***** TEXTO PROPORCIONADO

La extinción del pensamiento.
Sobre la desaparición del aburrimiento, la velocidad como dogma y la lenta erosión de nuestra capacidad de atención.
Hubo un tiempo en que el aburrimiento era un campo fértil. Un páramo silencioso, un lugar en el que algo sin forma comenzaba a brotar. El aburrimiento era, entonces, un umbral. Allí donde no ocurría nada, la mente cavaba túneles, encendía fósforos y se hablaba a sí misma sin urgencia. Era un estado incómodo, sí, pero también generoso: permitía que una pregunta naciera, que una imagen se asentara, que un deseo aún sin nombre pudiera, al fin, presentarse.
El filósofo Walter Benjamin ya advertía que la capacidad de aburrirse era un don, “una especie de catarsis espiritual que da lugar a lo narrable”. También Pascal intuía este vacío fértil cuando escribió que “toda la desgracia de los hombres proviene de no saber quedarse tranquilos en una habitación” Y Kafka decía que "toda distracción es una traición", pero hoy, el aburrimiento ha sido condenado al exilio. Su sola aparición activa un gesto automático: mirar el móvil, abrir una aplicación, desplazarse sin rumbo por pantallas que prometen distracción instantánea. Todo hueco ha de ser colmado. Todo silencio, sofocado. La idea de “no hacer nada” se ha vuelto sospechosa, casi culpable. No se tolera la espera, ni el vacío, ni la lentitud. Vivimos rodeados de estímulos, y, sin embargo, rara vez pensamos.
Porque pensar no es opinar. No es reaccionar. Pensar exige demora, exige perder el tiempo. Es una forma de escucha honda, una conversación con lo invisible, un detenerse ante lo que no comprendemos. Simone Weil, en sus “Cuadernos”, concibe el pensamiento como una forma de atención radical, y sostiene que la atención pura es ya una forma de amor. Pero ¿qué lugar queda para la lentitud en un mundo que celebra la velocidad como virtud suprema? ¿Qué espacio se nos concede para rumiar una idea hasta que duela, para rozar la incertidumbre sin querer resolverla de inmediato?

**********

▶ TAREA PENDIENTE:
Copia el pasaje del texto sobre el aburrimiento que comienza con las palabras "Porque pensar no" y termina con "resolverla de inmediato?", cambiando "demora" por "paciencia". Responde basándote solo en el texto sobre el aburrimiento.

***** DATOS PROPORCIONADOS

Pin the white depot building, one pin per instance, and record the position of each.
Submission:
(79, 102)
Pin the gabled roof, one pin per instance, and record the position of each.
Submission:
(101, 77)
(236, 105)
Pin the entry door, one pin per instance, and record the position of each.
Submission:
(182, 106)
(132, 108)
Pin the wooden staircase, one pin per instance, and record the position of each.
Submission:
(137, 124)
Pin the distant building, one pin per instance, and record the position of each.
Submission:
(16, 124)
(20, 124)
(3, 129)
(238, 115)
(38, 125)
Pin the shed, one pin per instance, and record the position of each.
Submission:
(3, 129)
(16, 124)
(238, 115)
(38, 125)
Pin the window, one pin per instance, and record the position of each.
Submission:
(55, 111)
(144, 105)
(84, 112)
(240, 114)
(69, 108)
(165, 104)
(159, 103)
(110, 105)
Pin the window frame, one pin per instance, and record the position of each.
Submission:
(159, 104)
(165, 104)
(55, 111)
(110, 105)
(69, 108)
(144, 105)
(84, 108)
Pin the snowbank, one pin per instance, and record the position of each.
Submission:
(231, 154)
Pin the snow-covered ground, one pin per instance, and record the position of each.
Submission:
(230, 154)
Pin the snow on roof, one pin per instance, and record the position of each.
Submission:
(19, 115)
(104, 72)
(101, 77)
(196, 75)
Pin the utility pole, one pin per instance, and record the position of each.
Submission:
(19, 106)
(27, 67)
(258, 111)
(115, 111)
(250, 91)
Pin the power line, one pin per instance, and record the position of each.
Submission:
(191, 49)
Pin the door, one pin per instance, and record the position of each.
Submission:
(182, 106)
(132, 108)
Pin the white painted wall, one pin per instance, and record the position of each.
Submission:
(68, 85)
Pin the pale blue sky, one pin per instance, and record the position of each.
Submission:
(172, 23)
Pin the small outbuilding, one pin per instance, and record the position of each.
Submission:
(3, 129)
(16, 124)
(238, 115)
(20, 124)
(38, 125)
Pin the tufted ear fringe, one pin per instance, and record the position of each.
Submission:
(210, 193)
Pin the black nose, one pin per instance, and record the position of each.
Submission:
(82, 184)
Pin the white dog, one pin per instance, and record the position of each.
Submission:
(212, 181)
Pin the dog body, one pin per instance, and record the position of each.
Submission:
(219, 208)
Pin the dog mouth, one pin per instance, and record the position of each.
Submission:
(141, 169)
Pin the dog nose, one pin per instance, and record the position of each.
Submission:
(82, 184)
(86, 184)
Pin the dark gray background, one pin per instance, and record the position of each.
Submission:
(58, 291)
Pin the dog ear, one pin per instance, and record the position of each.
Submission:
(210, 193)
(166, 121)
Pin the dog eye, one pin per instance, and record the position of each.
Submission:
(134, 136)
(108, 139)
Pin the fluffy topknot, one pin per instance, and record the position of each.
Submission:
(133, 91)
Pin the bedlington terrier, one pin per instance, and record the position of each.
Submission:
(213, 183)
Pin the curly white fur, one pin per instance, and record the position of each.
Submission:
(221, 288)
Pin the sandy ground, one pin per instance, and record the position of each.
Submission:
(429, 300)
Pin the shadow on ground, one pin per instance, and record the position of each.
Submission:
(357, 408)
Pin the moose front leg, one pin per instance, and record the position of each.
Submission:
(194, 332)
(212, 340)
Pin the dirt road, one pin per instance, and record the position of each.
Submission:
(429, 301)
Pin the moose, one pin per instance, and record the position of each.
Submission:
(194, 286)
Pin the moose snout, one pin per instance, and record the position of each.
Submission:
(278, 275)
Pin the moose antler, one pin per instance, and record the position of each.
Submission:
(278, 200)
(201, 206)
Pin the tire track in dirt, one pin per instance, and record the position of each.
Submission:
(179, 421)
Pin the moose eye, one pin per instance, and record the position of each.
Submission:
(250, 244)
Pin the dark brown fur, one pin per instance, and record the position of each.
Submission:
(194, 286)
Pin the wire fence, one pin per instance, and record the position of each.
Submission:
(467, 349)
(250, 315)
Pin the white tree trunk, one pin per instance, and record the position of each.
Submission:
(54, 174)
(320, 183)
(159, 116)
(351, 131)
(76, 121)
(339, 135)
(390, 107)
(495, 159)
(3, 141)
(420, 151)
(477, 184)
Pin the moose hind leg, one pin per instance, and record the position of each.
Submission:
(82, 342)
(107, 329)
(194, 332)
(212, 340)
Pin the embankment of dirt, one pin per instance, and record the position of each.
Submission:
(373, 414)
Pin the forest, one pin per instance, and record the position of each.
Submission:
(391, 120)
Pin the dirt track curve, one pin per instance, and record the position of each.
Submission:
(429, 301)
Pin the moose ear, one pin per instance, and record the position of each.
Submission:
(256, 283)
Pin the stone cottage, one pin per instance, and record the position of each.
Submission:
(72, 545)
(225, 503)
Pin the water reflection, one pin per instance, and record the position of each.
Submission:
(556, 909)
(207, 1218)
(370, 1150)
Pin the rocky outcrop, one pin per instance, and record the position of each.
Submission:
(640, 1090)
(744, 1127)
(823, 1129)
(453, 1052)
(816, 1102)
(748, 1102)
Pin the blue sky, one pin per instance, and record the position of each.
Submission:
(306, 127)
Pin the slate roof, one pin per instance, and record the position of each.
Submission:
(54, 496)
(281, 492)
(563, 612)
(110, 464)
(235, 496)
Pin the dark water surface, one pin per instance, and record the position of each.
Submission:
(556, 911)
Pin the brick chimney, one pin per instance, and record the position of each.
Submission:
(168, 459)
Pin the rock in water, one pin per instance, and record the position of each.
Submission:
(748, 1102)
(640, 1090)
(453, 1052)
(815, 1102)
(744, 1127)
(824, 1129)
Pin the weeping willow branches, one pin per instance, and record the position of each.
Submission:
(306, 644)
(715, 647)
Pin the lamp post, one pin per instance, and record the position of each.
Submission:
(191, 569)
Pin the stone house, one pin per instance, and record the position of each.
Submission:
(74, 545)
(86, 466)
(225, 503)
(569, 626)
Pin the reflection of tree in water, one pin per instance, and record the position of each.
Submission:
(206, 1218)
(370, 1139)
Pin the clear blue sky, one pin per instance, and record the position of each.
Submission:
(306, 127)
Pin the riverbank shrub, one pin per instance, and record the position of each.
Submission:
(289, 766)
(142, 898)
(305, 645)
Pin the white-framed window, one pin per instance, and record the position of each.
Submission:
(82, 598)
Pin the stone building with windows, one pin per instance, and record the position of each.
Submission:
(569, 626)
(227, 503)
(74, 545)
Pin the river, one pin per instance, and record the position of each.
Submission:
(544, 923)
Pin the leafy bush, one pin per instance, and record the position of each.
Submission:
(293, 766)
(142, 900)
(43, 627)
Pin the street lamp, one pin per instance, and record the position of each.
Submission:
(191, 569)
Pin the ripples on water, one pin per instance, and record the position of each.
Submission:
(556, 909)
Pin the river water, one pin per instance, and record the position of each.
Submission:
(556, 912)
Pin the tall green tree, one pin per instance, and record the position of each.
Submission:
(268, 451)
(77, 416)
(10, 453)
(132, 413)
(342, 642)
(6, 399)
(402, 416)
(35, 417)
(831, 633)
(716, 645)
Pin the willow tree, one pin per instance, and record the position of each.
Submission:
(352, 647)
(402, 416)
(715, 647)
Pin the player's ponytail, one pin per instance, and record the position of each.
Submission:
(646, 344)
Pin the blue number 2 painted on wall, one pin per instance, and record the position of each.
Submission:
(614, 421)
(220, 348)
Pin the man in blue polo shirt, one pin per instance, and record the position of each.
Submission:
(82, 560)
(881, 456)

**********

▶ RESULTADO:
Porque pensar no es opinar. No es reaccionar. Pensar exige paciencia, exige perder el tiempo. Es una forma de escucha honda, una conversación con lo invisible, un detenerse ante lo que no comprendemos. Simone Weil, en sus “Cuadernos”, concibe el pensamiento como una forma de atención radical, y sostiene que la atención pura es ya una forma de amor. Pero ¿qué lugar queda para la lentitud en un mundo que celebra la velocidad como virtud suprema? ¿Qué espacio se nos concede para rumiar una idea hasta que duela, para rozar la incertidumbre sin querer resolverla de inmediato?